Document text:
* * * * * * *

It should be noted that even when Dolgopolov hit the closest thing to a purple patch during today’s match, Nadal never looked like losing. In scoring his 34th win at Indian Wells, he played a well-nigh impeccable match, serving at 65 percent and winning 82 percent of points behind his first serve, hitting 12 winners and only seven unforced errors. He also left the distinct impression that he would have done more had he been pushed more, adding to the ominous sense that he has more than enough left in the tank as he enters the quarterfinals to face one-time bête noire David Nalbandian. At this rate, it will be more than surprising if he does not make the final.

For point-to-point, must-watch tennis TV, however, it’s hard not to like Dolgopolov. All talent and hands, he set out his stall early when he leaned back and redirected Nadal’s serve at 30-15 in the first game of the match for a clean and wholly unexpected backhand winner. Down 15-40 on his serve in the next game, he saved a break point with a skating, skittering run into the net for a high backhand volley, only to duplicate the play and completely mess it up on the next point. A certain mercurial quality is inherent in the kind of thrilling creative tennis that Dolgopolov plays, but today there was far too much of the bad, only occasionally shot through with the good. The closest he came to making an impact was with Nadal serving for the first set at 5-3, when he strung together three bizarre and brilliant points to earn three break points. But was unable to capitalize on his best chance—a soft second serve—when he put the return somewhere the camera couldn’t locate.

* * * * * * *

Data records:
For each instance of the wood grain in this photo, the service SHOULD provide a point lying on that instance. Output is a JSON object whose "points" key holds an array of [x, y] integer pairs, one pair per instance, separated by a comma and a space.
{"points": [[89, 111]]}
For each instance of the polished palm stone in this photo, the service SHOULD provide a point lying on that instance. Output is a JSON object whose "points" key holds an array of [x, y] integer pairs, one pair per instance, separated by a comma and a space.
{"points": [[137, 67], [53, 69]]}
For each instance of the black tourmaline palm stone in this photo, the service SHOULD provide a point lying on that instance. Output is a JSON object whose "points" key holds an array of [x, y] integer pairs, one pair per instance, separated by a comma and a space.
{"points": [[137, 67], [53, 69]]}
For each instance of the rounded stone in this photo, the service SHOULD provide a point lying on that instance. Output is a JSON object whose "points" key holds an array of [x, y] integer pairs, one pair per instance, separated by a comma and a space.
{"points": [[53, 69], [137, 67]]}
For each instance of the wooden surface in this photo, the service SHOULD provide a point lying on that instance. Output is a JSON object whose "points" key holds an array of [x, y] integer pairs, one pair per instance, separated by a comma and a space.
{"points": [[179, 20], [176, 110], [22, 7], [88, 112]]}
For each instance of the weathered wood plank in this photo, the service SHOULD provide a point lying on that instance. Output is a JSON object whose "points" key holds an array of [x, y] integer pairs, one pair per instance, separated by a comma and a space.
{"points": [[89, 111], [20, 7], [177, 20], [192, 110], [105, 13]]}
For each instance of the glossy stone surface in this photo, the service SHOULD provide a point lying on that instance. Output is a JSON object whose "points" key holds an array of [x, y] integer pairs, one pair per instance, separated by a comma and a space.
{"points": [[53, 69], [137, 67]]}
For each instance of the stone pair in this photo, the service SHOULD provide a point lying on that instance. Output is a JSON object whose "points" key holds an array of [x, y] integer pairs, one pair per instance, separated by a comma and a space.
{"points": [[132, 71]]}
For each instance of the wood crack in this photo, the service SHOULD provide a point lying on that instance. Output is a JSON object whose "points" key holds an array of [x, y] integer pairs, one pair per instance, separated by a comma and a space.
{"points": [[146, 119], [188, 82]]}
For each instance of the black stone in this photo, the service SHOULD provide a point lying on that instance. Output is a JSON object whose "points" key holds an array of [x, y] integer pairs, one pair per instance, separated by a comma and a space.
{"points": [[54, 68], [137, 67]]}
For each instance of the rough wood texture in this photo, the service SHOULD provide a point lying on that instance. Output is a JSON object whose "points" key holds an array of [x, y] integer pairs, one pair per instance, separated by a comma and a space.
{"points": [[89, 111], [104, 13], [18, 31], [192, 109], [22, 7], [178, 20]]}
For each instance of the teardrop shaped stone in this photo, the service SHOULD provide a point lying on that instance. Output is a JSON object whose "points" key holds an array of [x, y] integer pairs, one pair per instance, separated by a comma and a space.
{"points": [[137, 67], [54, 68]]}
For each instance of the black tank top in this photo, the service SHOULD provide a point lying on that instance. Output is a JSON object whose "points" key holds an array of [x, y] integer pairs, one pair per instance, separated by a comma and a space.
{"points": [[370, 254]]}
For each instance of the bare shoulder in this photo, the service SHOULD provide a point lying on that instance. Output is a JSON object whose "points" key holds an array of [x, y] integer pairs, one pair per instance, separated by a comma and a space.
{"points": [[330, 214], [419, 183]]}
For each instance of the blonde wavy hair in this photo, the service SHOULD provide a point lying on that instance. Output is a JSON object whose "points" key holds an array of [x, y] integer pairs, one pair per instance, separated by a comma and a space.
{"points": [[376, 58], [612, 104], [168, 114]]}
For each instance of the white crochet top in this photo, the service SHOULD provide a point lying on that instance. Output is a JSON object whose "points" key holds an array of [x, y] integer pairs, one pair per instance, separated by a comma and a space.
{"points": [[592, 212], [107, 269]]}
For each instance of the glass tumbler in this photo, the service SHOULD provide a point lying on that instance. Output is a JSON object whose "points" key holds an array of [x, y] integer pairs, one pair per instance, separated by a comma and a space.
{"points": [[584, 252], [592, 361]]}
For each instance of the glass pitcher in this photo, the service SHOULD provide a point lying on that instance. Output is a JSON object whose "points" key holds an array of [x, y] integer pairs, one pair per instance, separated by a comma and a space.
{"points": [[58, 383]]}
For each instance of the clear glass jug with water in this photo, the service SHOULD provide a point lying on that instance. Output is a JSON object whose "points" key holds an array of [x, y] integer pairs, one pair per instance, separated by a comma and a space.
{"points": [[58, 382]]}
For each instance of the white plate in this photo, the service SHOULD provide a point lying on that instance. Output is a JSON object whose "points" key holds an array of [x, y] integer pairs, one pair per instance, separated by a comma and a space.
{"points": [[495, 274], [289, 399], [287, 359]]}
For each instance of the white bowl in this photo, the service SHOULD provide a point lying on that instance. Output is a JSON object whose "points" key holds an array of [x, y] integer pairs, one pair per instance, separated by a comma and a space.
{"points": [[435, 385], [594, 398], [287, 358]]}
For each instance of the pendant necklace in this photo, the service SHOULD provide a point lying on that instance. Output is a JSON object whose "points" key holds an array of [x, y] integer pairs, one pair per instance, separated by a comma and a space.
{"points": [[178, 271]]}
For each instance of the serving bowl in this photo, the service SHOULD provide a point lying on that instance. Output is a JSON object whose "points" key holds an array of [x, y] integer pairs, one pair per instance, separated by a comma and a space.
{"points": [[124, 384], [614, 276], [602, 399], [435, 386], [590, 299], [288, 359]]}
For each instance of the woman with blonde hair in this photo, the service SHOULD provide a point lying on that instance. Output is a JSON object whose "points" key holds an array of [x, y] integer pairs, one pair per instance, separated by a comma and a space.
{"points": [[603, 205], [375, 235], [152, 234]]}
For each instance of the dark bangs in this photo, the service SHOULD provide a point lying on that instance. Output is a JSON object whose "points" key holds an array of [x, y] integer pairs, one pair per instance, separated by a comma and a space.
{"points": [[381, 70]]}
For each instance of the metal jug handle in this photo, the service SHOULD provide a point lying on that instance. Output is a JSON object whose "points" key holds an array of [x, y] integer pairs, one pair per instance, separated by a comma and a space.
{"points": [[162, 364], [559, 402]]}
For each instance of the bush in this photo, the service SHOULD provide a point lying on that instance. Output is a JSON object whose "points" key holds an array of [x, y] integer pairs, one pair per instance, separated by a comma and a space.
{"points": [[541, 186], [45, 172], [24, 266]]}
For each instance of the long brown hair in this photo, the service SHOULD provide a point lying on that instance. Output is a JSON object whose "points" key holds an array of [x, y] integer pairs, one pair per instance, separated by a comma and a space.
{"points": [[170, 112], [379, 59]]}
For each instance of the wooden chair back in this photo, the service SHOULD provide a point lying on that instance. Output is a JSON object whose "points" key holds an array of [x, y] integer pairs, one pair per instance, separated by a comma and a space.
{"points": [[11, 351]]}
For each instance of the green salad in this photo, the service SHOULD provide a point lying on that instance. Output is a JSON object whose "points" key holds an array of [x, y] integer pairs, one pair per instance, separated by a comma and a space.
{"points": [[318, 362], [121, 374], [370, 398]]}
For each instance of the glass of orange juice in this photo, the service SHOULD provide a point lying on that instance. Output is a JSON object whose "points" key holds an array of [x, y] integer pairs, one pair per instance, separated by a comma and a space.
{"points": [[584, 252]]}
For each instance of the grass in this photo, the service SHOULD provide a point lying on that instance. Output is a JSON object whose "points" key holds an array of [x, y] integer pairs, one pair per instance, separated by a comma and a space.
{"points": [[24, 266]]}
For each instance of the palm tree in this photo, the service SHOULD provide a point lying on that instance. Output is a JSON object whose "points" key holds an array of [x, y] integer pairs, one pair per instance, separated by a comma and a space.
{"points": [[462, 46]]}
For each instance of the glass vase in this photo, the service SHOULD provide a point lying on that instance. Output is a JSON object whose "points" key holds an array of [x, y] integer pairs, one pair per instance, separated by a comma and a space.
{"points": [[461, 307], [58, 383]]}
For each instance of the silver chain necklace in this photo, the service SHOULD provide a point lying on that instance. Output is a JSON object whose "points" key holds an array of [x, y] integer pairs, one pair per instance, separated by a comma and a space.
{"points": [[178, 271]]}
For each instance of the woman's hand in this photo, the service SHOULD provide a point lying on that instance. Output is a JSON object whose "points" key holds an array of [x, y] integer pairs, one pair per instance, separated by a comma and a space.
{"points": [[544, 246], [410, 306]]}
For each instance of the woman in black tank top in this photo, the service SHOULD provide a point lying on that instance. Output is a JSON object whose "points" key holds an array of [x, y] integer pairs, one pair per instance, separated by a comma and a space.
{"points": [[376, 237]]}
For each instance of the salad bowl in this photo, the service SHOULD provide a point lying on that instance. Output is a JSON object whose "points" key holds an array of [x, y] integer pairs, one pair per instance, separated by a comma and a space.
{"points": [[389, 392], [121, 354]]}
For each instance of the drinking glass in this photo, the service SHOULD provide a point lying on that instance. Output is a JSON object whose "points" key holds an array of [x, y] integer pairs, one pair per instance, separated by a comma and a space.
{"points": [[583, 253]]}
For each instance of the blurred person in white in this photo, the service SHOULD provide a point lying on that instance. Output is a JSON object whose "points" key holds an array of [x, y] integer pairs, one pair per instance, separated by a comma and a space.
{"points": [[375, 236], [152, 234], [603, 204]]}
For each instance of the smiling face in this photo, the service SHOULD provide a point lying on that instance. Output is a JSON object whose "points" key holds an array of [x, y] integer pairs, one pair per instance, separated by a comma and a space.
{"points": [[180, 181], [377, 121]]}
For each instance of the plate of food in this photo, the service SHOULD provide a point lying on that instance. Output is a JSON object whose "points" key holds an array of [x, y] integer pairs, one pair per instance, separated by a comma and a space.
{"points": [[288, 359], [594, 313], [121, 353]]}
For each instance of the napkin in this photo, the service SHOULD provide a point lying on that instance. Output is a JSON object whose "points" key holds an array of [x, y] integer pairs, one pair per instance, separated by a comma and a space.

* * * * * * *

Job:
Answer these questions from the match report about Nadal and Dolgopolov:
1. What percentage of points did Nadal win behind his first serve?
2. Who is Nadal's quarterfinal opponent?
3. What was the score when Nadal served for the first set?

In response:
1. 82 percent
2. David Nalbandian
3. 5-3